-- Extracted text start --
In the Company of a Poet is a 2012 book by the author and television documentary producer Nasreen Munni Kabir, containing her interview with Gulzar (an Indian filmmaker, lyricist, and poet). It details his early life, including his birth in 1934 in Dina, British India (now Pakistan), and his Sikh family background, his film and poetic career, and his marriage to the actress Rakhee in 1973, with whom he has a daughter, Meghna. In the Company of a Poet was published by Rupa Publications on 12 November 2012 and received mixed reviews from critics. Firstpost included the book in its listing of Top 10 in Indian Non-fiction Books.

The book became the third written work on Gulzar, after his daughter's Because He is... (2004) and journalist Saibal Chatterjee's Echoes & Eloquences (2007). Kabir and Gulzar discussed mostly the latter's experiences as a lyricist, poet, and screenwriter, avoiding their conversations to be focused on topics the previous publications have done. In the Company of a Poet development was done by doing online conversations on the telecommunication application Skype between May and November 2011, which was followed by their face-to-face conversations at the end of the same year.

Synopsis 
In the Company of a Poet features extensive conversations between its author Nasreen Munni Kabir and the filmmaker, lyricist, and poet Gulzar, relating to his life and career. Gulzar was born in a Sikh family as Sampooran Singh Kalra on 18 August 1934 in Dina, British India (now Pakistan). His father, Makhan Singh Kalra, was a Sardar and had married thrice (having a son and two daughters from a first marriage with Raaj) before his marriage to who later became Gulzar's mother, Sujaan Kaur. Gulzar said to Kabir that he is Kaur's only child as his mother died several months after giving birth. The book later extensively chronicles his Bollywood cinematic—mostly that of lyricist—and Urdu-language poetic career. He particularly speaks about his poetries, how he wrote his first poetry when he was at age ten, and later started a career as a poet. In 1973, Gulzar married to actress Raakhee, with whom he has a daughter named Meghna (who would become a filmmaker as well).
-- Extracted text end --
Stated problem a ▸
Please repeat the passage about the book In the Company of a Poet word for word.
-- Entries start --
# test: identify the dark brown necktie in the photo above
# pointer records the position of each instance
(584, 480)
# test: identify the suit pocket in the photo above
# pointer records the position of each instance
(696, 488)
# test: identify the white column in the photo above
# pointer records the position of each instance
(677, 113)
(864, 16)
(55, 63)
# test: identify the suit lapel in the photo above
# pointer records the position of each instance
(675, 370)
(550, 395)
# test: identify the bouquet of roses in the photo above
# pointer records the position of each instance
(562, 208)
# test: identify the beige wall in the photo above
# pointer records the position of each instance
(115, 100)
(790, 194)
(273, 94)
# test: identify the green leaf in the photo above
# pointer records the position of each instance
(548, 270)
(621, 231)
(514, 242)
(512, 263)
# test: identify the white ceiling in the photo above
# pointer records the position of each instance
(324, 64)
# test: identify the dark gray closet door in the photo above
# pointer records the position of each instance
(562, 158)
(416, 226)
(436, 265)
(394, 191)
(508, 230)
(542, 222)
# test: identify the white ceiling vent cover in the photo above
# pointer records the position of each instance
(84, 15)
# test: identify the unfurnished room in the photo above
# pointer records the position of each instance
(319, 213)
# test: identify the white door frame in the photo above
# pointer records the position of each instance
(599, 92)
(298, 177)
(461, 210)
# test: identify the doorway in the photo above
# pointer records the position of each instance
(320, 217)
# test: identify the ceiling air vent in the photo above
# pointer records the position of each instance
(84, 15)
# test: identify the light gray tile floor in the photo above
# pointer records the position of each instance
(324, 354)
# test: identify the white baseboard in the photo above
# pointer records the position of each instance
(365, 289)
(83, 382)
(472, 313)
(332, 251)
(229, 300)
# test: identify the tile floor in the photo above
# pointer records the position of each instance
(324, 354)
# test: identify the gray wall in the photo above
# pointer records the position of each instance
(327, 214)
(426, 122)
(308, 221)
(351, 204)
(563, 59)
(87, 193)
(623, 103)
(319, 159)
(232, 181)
-- Entries end --
Stated problem b ▸
Give the lines of the listing, starting at the line that contains "# test: identify the tile" and ending at the last line of the listing, as a numbered list with blank lines left out.

Final answer a ▸
In the Company of a Poet is a 2012 book by the author and television documentary producer Nasreen Munni Kabir, containing her interview with Gulzar (an Indian filmmaker, lyricist, and poet). It details his early life, including his birth in 1934 in Dina, British India (now Pakistan), and his Sikh family background, his film and poetic career, and his marriage to the actress Rakhee in 1973, with whom he has a daughter, Meghna. In the Company of a Poet was published by Rupa Publications on 12 November 2012 and received mixed reviews from critics. Firstpost included the book in its listing of Top 10 in Indian Non-fiction Books.

The book became the third written work on Gulzar, after his daughter's Because He is... (2004) and journalist Saibal Chatterjee's Echoes & Eloquences (2007). Kabir and Gulzar discussed mostly the latter's experiences as a lyricist, poet, and screenwriter, avoiding their conversations to be focused on topics the previous publications have done. In the Company of a Poet development was done by doing online conversations on the telecommunication application Skype between May and November 2011, which was followed by their face-to-face conversations at the end of the same year.

Synopsis 
In the Company of a Poet features extensive conversations between its author Nasreen Munni Kabir and the filmmaker, lyricist, and poet Gulzar, relating to his life and career. Gulzar was born in a Sikh family as Sampooran Singh Kalra on 18 August 1934 in Dina, British India (now Pakistan). His father, Makhan Singh Kalra, was a Sardar and had married thrice (having a son and two daughters from a first marriage with Raaj) before his marriage to who later became Gulzar's mother, Sujaan Kaur. Gulzar said to Kabir that he is Kaur's only child as his mother died several months after giving birth. The book later extensively chronicles his Bollywood cinematic—mostly that of lyricist—and Urdu-language poetic career. He particularly speaks about his poetries, how he wrote his first poetry when he was at age ten, and later started a career as a poet. In 1973, Gulzar married to actress Raakhee, with whom he has a daughter named Meghna (who would become a filmmaker as well).

Final answer b ▸
1. # test: identify the tile floor in the photo above
2. # pointer records the position of each instance
3. (324, 354)
4. # test: identify the gray wall in the photo above
5. # pointer records the position of each instance
6. (327, 214)
7. (426, 122)
8. (308, 221)
9. (351, 204)
10. (563, 59)
11. (87, 193)
12. (623, 103)
13. (319, 159)
14. (232, 181)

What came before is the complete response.